**Work to do:**
Which rows below contain the string "white", matching case exactly? Locate each one and copy it in full.
[START Data for processing]
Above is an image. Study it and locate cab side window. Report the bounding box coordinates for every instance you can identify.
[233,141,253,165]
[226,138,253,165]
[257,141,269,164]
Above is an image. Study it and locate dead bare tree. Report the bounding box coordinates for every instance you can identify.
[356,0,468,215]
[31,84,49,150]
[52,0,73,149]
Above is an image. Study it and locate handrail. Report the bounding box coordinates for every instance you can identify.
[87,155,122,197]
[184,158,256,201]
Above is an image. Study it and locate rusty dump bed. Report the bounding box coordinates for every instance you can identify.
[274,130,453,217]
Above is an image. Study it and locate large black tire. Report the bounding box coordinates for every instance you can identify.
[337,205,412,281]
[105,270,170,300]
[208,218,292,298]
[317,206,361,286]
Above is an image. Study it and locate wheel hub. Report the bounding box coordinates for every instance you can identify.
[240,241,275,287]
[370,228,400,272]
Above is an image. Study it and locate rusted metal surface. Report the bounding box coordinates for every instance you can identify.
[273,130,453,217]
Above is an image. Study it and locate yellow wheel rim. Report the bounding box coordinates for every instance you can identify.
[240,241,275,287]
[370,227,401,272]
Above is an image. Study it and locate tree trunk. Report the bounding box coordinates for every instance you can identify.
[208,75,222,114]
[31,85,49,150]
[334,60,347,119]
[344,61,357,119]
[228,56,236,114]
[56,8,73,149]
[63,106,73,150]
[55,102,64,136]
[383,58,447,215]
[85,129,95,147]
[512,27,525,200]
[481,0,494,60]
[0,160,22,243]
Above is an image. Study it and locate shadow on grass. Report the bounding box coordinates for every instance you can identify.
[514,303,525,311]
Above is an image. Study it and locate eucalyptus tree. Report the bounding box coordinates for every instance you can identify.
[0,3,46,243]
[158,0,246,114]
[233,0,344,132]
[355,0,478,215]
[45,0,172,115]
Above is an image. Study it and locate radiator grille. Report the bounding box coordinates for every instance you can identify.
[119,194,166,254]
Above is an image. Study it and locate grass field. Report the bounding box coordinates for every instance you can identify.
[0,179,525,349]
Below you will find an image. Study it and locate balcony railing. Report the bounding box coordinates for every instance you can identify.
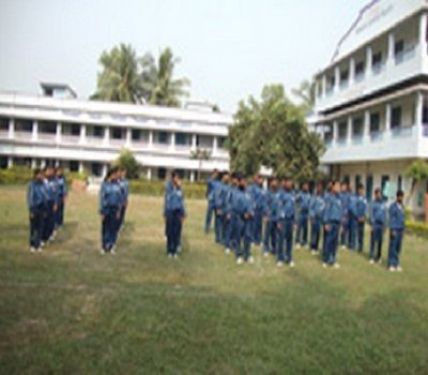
[391,126,413,137]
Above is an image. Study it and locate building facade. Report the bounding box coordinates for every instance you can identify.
[0,90,232,181]
[311,0,428,212]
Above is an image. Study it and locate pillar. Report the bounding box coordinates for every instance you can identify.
[213,137,218,154]
[103,126,110,145]
[8,118,15,139]
[419,13,428,57]
[346,116,352,144]
[334,66,340,91]
[385,103,392,133]
[31,120,39,141]
[415,91,424,138]
[366,46,373,77]
[363,110,370,138]
[55,122,62,143]
[125,128,132,147]
[386,32,395,64]
[349,57,355,86]
[331,120,339,145]
[79,124,86,144]
[149,130,153,148]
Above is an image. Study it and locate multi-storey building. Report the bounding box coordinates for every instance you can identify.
[0,85,232,180]
[313,0,428,212]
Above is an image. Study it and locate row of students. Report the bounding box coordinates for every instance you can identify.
[205,171,404,271]
[27,166,67,252]
[99,167,129,254]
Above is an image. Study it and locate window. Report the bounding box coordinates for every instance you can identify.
[93,126,104,138]
[158,132,169,145]
[337,121,348,140]
[70,124,80,136]
[372,52,382,71]
[394,39,404,56]
[111,128,122,139]
[355,61,365,78]
[370,112,380,133]
[340,69,349,85]
[391,107,401,129]
[352,117,363,137]
[175,133,190,146]
[131,129,141,141]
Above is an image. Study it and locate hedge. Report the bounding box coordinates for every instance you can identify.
[129,180,206,199]
[406,221,428,239]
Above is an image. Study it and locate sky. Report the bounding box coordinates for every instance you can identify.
[0,0,367,112]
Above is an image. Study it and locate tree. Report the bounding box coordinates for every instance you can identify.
[229,85,324,181]
[91,43,142,103]
[190,148,211,180]
[140,48,190,107]
[405,159,428,203]
[115,149,142,180]
[292,80,316,113]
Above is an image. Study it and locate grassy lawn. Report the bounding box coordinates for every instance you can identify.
[0,187,428,374]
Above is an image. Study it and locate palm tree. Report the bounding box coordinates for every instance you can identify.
[91,43,142,103]
[190,148,211,181]
[140,48,190,107]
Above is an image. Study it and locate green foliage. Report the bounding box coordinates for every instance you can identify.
[229,85,324,181]
[129,179,206,199]
[91,44,142,103]
[140,48,190,107]
[91,43,190,107]
[0,166,33,185]
[114,149,142,180]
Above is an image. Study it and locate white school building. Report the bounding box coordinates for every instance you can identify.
[311,0,428,213]
[0,84,232,180]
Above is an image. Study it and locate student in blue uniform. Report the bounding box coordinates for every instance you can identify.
[99,167,123,254]
[213,172,225,244]
[369,188,387,264]
[248,175,265,246]
[42,166,59,243]
[388,190,405,272]
[340,181,351,249]
[233,175,254,265]
[323,181,343,268]
[309,182,325,254]
[350,184,367,253]
[55,167,68,229]
[296,182,311,248]
[118,168,129,230]
[277,178,296,267]
[164,174,186,258]
[263,177,279,256]
[205,169,218,234]
[27,169,47,253]
[223,173,239,254]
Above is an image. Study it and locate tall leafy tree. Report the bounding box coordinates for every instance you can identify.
[91,44,142,103]
[292,80,316,112]
[229,85,324,181]
[140,48,190,107]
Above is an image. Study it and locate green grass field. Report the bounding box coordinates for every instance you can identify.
[0,187,428,374]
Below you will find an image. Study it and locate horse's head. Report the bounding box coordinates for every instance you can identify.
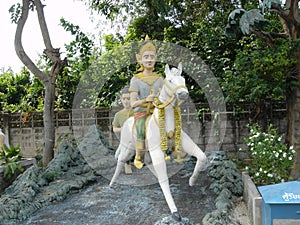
[165,63,189,101]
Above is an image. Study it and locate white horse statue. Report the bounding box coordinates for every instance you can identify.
[109,63,206,221]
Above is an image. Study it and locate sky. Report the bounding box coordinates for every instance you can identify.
[0,0,109,72]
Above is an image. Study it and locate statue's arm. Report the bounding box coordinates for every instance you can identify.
[130,92,147,108]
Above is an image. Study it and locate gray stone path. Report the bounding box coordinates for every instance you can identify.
[18,163,216,225]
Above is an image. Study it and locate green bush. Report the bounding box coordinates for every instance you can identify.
[240,124,295,185]
[0,145,24,180]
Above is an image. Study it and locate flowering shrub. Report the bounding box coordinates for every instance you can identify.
[241,124,295,185]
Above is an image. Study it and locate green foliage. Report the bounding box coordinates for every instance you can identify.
[0,68,43,112]
[222,38,295,102]
[0,145,24,179]
[240,124,295,185]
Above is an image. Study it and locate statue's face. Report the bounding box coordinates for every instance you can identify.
[142,51,155,69]
[121,93,130,109]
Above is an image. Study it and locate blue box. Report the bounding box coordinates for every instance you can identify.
[258,181,300,225]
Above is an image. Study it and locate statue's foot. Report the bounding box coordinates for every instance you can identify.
[172,212,181,222]
[189,176,197,187]
[133,159,144,169]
[END Data for processing]
**Solution:**
Above is an image. Study it and locate white school building. Report the bounding box coordinates for every instance you can identify.
Above is an image. Study it and locate white horse statue. Report the bounding box coordinates for every instance you can identify.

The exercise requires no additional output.